6.3. Aplicar aos Responsáveis a seguir especificados, com fundamento no art. 70, II, da Lei Complementar (estadual) n. 202/00 c/c o art. 109, II, do Regimento Interno deste Tribunal, as multas adiante elencadas, fixando-lhes o prazo de 30 (trinta) dias, a contar da publicação deste Acórdão no DOTC-e, para comprovarem perante este Tribunal o recolhimento do valor das multas ao Tesouro do Estado, sem o quê, fica desde logo autorizado o encaminhamento de peças processuais ao Ministério Público junto ao Tribunal de Contas para que adote providências à efetivação da execução definitiva (art. 43, II e 71 da Lei Complementar n. 202/00):

6.3.1. à Sra. BENVINDA SÁ - já qualificada, a multa no valor de R$ 600,00 (seiscentos reais), em face da comprovação de despesas por meio de documentos rasurados, e com insuficiência de dados, contrariando o que determinam os arts. 58, parágrafo único, e 60 da Resolução n. TC-16/94 e 140, §1º, da Lei Complementar (estadual) n. 284/05 (item 2.2.2 do Relatório DCE);

6.3.2. ao Sr. GILMAR KNAESEL - ex-Secretário de Estado da Cultura, Turismo e Esporte, CPF o n. 341.808.509-15, a multa no valor de R$ 600,00 (seiscentos reais), em razão da realização de repasses de recursos realizados fora do prazo legal de trinta dias, da data de publicação da homologação do Projeto e, ainda, no exercício seguinte à realização do evento "13º Festival Internacional de Corais, em Criciúma", contrariando o art. 21, §5º, do Decreto (estadual) n. 3.115/05 c/c art. 9º da Lei (estadual) n. 5.867/81 (item 2.1.1 do Relatório DCE).

6.4. Declarar a Associação Coral de Criciúma e a Sra. Benvinda Sá impedidas de receber novos recursos do erário até a regularização do presente processo, consoante dispõe o art. 5º da Lei (estadual) n. 5.867/81.

(REQUISITOS) Imprima na íntegra o trecho do acórdão acima, sem alterar nenhum caractere.

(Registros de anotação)
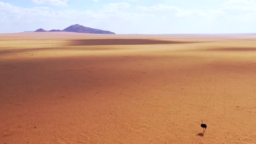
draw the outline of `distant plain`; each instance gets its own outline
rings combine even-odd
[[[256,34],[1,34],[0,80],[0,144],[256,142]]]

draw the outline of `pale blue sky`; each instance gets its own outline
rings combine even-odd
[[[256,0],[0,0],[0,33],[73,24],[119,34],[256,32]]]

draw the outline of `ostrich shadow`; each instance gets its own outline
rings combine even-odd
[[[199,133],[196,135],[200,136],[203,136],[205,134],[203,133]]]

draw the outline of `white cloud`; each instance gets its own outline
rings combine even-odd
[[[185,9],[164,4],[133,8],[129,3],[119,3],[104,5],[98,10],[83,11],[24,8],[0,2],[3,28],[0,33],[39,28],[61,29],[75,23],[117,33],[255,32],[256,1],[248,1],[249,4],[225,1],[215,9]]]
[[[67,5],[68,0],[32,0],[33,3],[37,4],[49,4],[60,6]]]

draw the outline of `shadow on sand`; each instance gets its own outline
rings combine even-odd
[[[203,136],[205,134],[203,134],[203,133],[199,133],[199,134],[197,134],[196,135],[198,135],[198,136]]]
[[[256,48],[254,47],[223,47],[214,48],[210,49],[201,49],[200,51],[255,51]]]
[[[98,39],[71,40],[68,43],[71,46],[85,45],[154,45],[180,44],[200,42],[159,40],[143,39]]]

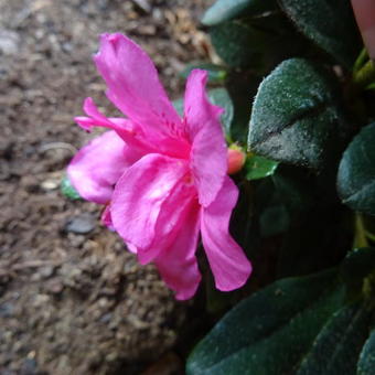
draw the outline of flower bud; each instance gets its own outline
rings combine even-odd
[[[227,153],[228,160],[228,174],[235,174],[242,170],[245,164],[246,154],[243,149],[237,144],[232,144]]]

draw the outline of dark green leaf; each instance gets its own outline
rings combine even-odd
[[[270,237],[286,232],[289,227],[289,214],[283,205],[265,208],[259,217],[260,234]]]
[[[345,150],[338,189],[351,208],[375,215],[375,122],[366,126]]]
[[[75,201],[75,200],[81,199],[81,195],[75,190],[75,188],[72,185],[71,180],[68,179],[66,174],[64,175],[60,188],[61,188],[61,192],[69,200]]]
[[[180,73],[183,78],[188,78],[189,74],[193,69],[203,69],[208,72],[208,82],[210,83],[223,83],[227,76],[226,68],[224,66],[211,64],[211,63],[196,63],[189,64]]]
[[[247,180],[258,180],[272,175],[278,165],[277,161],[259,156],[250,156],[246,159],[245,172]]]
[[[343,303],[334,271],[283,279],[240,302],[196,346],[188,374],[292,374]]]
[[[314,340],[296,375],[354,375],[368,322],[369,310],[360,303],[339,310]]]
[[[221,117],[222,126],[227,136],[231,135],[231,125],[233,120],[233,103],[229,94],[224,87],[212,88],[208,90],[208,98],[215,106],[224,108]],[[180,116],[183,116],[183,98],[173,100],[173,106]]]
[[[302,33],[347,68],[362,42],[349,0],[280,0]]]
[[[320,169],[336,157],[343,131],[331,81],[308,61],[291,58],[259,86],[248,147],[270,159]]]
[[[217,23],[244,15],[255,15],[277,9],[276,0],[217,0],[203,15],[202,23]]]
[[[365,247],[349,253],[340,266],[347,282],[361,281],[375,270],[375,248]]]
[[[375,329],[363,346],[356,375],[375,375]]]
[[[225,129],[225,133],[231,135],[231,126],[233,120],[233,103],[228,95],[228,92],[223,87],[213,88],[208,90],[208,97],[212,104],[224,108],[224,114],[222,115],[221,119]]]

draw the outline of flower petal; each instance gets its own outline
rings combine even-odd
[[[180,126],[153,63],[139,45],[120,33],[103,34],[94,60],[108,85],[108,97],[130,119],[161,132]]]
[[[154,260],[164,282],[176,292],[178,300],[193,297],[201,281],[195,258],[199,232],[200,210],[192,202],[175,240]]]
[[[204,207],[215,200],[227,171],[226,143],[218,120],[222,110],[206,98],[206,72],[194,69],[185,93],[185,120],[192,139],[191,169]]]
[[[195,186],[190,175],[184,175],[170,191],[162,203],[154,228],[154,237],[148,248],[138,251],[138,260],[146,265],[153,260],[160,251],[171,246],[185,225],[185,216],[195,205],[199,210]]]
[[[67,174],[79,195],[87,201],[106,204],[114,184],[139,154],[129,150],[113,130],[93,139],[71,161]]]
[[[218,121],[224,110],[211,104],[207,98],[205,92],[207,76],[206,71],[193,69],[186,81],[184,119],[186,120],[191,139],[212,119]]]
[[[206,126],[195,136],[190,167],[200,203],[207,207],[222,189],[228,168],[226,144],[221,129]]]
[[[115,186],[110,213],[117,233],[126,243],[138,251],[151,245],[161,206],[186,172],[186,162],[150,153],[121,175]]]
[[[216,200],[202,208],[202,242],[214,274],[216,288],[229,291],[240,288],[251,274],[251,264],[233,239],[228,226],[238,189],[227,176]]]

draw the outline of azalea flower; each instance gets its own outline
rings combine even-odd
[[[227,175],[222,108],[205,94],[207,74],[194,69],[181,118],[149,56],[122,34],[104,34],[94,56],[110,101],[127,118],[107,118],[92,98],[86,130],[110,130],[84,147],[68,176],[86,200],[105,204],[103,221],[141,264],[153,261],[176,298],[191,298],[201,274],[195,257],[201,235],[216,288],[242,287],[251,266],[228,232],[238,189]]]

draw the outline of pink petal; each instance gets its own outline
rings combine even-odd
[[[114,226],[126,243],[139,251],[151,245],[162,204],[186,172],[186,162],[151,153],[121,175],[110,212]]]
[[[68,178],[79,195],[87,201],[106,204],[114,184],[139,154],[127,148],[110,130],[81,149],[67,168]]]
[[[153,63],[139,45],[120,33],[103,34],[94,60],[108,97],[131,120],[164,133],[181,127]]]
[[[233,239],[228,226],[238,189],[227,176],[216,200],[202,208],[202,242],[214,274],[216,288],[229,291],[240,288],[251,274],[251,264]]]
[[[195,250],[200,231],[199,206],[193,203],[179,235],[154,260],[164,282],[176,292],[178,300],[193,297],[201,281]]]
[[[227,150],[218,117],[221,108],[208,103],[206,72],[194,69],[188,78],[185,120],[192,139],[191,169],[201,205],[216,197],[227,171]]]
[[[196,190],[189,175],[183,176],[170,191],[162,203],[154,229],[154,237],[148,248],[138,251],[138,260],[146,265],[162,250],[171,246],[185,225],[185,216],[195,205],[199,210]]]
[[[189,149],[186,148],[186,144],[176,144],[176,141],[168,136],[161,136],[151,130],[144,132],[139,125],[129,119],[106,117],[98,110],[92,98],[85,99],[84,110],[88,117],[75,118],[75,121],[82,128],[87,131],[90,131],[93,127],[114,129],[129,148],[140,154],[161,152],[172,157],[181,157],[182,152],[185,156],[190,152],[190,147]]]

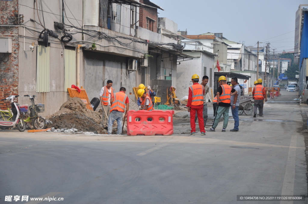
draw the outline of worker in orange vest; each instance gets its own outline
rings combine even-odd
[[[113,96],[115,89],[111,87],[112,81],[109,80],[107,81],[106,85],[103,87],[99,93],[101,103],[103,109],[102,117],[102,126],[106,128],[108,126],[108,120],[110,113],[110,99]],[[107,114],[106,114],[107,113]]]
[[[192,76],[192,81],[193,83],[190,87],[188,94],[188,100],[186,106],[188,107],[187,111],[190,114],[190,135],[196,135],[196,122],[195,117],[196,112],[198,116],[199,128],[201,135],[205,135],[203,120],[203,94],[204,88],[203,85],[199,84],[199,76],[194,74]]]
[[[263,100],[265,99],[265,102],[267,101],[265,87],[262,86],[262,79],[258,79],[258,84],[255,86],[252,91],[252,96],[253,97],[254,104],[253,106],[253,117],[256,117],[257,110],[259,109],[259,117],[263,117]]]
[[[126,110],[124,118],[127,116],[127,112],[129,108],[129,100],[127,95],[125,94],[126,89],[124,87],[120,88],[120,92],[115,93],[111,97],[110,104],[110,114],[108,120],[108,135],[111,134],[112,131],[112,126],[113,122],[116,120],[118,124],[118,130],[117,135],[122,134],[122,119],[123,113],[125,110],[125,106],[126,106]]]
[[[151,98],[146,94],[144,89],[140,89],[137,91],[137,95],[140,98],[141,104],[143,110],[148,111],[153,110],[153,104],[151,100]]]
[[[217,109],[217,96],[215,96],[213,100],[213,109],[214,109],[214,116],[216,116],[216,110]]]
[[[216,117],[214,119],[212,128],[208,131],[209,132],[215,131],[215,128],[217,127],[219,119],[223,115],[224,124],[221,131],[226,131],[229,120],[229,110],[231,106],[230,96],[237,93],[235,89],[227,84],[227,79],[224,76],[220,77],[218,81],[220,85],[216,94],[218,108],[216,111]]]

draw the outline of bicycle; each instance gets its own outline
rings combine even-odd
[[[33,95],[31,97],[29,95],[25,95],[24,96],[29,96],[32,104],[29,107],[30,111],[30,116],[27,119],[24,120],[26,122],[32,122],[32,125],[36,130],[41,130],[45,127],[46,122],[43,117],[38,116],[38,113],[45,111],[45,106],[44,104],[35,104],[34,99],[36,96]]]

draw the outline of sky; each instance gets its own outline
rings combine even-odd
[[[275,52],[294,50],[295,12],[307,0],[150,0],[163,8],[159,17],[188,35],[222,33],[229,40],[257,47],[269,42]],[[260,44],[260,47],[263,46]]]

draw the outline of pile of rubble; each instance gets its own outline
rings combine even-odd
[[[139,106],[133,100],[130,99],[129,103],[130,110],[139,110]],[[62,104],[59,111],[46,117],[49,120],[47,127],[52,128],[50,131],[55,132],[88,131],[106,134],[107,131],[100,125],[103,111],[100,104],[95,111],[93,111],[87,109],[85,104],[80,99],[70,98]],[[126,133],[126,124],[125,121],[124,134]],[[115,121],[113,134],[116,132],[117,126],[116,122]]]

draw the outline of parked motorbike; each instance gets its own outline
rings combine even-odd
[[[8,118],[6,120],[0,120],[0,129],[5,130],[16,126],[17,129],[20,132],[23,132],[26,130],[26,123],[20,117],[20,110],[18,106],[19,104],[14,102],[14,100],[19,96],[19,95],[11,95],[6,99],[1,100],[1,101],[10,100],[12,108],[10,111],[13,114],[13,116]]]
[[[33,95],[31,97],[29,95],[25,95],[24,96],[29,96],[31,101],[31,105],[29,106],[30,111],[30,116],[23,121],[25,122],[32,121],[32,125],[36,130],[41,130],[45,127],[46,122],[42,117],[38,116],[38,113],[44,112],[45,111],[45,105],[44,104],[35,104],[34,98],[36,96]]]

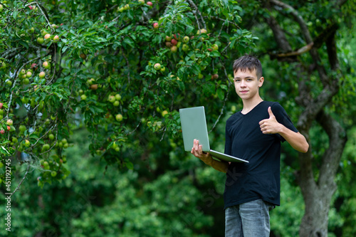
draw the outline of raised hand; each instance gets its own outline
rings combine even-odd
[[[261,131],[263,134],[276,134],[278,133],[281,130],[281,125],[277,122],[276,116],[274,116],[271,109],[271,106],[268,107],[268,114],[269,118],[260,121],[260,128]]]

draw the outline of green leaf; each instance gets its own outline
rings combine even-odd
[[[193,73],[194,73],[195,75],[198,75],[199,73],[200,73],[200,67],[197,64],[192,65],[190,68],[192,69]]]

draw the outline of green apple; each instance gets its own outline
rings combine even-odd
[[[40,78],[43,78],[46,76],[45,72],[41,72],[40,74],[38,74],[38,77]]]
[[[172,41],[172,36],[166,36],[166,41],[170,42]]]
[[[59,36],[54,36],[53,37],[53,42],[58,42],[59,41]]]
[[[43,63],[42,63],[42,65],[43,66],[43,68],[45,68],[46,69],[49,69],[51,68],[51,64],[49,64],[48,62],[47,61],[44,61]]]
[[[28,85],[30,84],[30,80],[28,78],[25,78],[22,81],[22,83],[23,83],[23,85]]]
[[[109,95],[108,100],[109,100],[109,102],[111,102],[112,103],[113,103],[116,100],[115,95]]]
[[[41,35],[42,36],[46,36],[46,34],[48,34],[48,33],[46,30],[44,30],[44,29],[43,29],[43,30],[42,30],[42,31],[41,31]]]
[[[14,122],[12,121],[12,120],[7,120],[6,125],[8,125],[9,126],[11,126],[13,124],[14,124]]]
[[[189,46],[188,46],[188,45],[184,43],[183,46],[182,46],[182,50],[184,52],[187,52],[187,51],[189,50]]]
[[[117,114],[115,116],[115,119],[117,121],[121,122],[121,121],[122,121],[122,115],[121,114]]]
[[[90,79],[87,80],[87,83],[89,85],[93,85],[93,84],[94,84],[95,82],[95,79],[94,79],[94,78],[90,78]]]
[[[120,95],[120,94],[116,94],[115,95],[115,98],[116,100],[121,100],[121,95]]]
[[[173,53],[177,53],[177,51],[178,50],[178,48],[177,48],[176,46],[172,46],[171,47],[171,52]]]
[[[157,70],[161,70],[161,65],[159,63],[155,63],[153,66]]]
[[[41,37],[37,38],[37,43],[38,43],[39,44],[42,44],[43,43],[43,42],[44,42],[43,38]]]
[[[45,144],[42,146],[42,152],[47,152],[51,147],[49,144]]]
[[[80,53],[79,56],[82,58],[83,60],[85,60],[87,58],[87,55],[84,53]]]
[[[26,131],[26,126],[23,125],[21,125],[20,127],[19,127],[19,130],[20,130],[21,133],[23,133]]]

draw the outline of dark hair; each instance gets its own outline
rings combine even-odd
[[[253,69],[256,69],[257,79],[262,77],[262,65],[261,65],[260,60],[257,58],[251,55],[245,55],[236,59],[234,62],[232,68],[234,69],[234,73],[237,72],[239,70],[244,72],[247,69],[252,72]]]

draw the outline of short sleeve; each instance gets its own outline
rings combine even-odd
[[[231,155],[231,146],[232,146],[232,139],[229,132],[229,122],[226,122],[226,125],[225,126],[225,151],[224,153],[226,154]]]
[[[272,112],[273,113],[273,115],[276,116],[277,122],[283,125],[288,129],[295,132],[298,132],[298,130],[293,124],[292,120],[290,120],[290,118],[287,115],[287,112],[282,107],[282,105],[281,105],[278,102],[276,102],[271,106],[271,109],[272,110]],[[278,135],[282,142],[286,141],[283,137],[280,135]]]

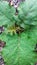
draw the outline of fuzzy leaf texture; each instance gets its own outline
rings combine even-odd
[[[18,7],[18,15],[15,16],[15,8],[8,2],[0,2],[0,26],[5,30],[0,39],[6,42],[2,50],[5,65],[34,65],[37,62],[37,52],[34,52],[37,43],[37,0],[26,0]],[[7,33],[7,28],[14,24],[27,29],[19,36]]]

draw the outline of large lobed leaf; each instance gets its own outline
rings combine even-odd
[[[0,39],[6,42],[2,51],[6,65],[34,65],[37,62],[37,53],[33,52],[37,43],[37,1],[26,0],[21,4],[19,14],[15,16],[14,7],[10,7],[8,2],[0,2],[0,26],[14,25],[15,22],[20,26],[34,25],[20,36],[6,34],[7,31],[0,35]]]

(SAÍDA CORRETA)
6.3. Aplicar aos Responsáveis a seguir especificados, com fundamento no art. 70, II, da Lei Complementar (estadual) n. 202/00 c/c o art. 109, II, do Regimento Interno deste Tribunal, as multas adiante elencadas, fixando-lhes o prazo de 30 (trinta) dias, a contar da publicação deste Acórdão no DOTC-e, para comprovarem perante este Tribunal o recolhimento do valor das multas ao Tesouro do Estado, sem o quê, fica desde logo autorizado o encaminhamento de peças processuais ao Ministério Público junto ao Tribunal de Contas para que adote providências à efetivação da execução definitiva (art. 43, II e 71 da Lei Complementar n. 202/00):

6.3.1. à Sra. BENVINDA SÁ - já qualificada, a multa no valor de R$ 600,00 (seiscentos reais), em face da comprovação de despesas por meio de documentos rasurados, e com insuficiência de dados, contrariando o que determinam os arts. 58, parágrafo único, e 60 da Resolução n. TC-16/94 e 140, §1º, da Lei Complementar (estadual) n. 284/05 (item 2.2.2 do Relatório DCE);

6.3.2. ao Sr. GILMAR KNAESEL - ex-Secretário de Estado da Cultura, Turismo e Esporte, CPF o n. 341.808.509-15, a multa no valor de R$ 600,00 (seiscentos reais), em razão da realização de repasses de recursos realizados fora do prazo legal de trinta dias, da data de publicação da homologação do Projeto e, ainda, no exercício seguinte à realização do evento "13º Festival Internacional de Corais, em Criciúma", contrariando o art. 21, §5º, do Decreto (estadual) n. 3.115/05 c/c art. 9º da Lei (estadual) n. 5.867/81 (item 2.1.1 do Relatório DCE).

6.4. Declarar a Associação Coral de Criciúma e a Sra. Benvinda Sá impedidas de receber novos recursos do erário até a regularização do presente processo, consoante dispõe o art. 5º da Lei (estadual) n. 5.867/81.